Task:
Using the records below, copy every line that holds the string "hair".

Image-grounded pointing data:
++++++++++++++++++++

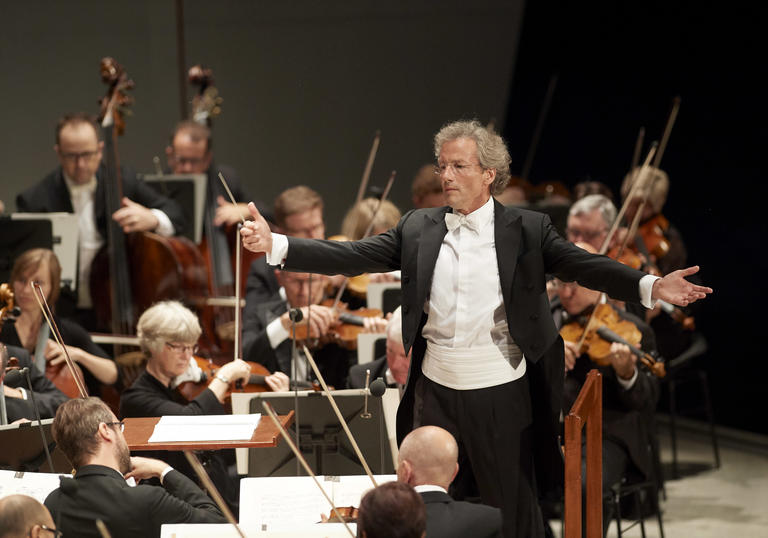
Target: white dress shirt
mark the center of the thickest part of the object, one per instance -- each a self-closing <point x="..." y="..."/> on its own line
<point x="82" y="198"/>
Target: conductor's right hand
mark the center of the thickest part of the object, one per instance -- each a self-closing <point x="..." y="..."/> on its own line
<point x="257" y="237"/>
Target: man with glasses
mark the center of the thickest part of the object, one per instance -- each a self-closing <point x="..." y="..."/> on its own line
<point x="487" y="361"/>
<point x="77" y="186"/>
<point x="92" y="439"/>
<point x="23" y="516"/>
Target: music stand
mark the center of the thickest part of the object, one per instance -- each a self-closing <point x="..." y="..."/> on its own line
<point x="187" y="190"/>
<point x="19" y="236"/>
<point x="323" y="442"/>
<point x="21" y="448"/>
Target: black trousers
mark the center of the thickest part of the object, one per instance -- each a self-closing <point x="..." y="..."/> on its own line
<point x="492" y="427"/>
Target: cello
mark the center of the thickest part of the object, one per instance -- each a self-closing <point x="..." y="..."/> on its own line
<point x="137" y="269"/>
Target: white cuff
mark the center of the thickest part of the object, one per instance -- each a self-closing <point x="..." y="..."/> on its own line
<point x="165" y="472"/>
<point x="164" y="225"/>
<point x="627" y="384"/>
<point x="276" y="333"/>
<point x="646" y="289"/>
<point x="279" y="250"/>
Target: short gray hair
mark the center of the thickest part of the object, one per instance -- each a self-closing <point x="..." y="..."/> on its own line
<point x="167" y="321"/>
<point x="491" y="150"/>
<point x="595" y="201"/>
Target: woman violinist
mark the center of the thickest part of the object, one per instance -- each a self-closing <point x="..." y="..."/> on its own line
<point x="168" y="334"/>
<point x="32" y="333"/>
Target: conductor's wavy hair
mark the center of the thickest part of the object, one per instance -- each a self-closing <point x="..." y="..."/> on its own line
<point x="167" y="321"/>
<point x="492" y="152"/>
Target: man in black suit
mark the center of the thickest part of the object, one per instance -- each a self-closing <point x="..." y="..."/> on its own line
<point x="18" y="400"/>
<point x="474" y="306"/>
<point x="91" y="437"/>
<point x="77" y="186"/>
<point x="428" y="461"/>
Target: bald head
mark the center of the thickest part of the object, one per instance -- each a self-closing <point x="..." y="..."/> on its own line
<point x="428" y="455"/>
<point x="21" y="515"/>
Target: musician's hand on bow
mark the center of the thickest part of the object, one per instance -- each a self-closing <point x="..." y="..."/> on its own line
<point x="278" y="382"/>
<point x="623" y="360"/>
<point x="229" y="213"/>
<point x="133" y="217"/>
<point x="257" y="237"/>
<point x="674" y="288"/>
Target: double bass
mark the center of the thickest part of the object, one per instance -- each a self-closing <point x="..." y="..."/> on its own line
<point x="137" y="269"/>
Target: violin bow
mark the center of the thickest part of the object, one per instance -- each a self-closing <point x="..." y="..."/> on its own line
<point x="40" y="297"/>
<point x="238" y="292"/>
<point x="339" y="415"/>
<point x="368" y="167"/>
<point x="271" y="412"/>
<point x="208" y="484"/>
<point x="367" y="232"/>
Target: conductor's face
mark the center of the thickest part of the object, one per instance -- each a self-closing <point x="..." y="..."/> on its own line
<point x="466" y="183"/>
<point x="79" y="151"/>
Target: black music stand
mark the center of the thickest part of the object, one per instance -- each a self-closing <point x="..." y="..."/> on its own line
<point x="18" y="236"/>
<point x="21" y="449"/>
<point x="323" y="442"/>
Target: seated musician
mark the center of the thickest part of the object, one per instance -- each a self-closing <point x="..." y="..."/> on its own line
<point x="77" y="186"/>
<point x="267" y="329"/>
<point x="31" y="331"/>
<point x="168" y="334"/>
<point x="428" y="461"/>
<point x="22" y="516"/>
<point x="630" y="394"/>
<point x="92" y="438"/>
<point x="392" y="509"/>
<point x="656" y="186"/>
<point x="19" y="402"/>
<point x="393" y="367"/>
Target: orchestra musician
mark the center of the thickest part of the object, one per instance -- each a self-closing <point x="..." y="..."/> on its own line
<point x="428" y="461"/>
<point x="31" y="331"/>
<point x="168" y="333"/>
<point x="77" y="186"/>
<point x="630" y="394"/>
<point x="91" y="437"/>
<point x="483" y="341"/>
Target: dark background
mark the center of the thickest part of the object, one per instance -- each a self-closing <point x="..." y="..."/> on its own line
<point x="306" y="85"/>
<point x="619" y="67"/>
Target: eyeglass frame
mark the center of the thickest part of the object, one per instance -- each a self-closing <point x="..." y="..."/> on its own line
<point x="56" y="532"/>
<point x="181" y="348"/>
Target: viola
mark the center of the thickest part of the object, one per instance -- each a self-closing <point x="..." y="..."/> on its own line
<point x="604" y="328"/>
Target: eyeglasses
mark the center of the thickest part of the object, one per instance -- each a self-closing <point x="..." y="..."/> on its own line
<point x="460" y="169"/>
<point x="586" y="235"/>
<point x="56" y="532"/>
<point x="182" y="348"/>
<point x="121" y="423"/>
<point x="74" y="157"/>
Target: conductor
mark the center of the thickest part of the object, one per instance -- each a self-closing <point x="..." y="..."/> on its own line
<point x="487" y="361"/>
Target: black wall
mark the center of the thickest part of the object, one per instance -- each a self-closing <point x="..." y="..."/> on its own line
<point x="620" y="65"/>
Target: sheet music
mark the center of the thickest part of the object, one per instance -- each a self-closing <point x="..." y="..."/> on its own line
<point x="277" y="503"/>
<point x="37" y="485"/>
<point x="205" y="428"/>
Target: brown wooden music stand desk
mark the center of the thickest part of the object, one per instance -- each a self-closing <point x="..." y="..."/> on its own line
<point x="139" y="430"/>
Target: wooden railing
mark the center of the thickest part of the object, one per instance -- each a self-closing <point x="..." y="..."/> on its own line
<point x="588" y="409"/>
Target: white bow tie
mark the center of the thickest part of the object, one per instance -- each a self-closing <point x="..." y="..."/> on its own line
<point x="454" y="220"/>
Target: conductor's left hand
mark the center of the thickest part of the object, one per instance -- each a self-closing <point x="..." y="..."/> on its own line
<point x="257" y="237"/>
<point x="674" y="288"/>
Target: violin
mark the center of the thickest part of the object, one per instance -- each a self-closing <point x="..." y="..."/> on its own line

++++++++++++++++++++

Expected answer:
Target: short gray hair
Target: conductor's wavy hair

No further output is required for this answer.